SET TASK
Print the material's lines verbatim, starting with the line containing "Return the outline of every instance of the **man's" and continuing through the line containing "273 248 L 83".

══════

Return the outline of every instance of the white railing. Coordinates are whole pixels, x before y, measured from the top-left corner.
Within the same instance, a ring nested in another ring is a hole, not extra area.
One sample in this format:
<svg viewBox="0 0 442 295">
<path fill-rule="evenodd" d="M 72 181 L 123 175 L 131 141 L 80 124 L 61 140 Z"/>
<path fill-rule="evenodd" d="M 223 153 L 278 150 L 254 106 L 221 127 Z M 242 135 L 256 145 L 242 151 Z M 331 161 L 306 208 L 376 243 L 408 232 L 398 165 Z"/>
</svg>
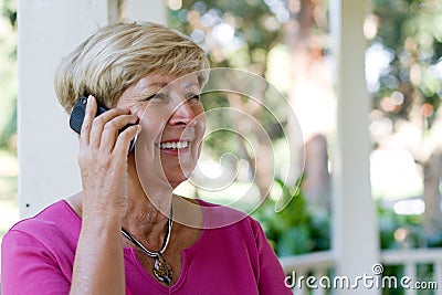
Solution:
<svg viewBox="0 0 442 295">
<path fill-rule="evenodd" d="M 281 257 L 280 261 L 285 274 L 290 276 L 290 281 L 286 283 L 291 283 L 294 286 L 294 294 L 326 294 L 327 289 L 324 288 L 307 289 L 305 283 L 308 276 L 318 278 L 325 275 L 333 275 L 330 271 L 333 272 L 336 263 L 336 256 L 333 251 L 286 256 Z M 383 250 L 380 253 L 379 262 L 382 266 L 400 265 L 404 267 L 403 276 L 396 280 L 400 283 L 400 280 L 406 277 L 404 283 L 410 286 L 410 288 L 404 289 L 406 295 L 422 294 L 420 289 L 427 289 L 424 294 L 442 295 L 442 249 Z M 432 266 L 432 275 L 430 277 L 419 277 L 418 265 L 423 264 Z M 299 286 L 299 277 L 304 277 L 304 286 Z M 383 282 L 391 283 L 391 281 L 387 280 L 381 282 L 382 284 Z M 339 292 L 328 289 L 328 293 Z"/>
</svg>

══════

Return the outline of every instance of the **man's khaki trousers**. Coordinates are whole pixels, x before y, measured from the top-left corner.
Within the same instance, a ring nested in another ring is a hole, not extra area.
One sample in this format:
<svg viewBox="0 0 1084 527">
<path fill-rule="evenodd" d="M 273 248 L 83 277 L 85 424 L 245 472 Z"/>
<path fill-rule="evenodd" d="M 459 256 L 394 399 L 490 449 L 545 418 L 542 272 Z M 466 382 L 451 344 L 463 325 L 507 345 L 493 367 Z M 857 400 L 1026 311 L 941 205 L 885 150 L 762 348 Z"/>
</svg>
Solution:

══════

WORKED SOLUTION
Return the outline of every instance of the **man's khaki trousers**. Coordinates are whole pixels, x before y, measured from the top-left corner.
Within the same instance, a ring nested in another ring is a hole, not extra area.
One sample in this format:
<svg viewBox="0 0 1084 527">
<path fill-rule="evenodd" d="M 273 248 L 83 277 L 85 424 L 245 472 Z"/>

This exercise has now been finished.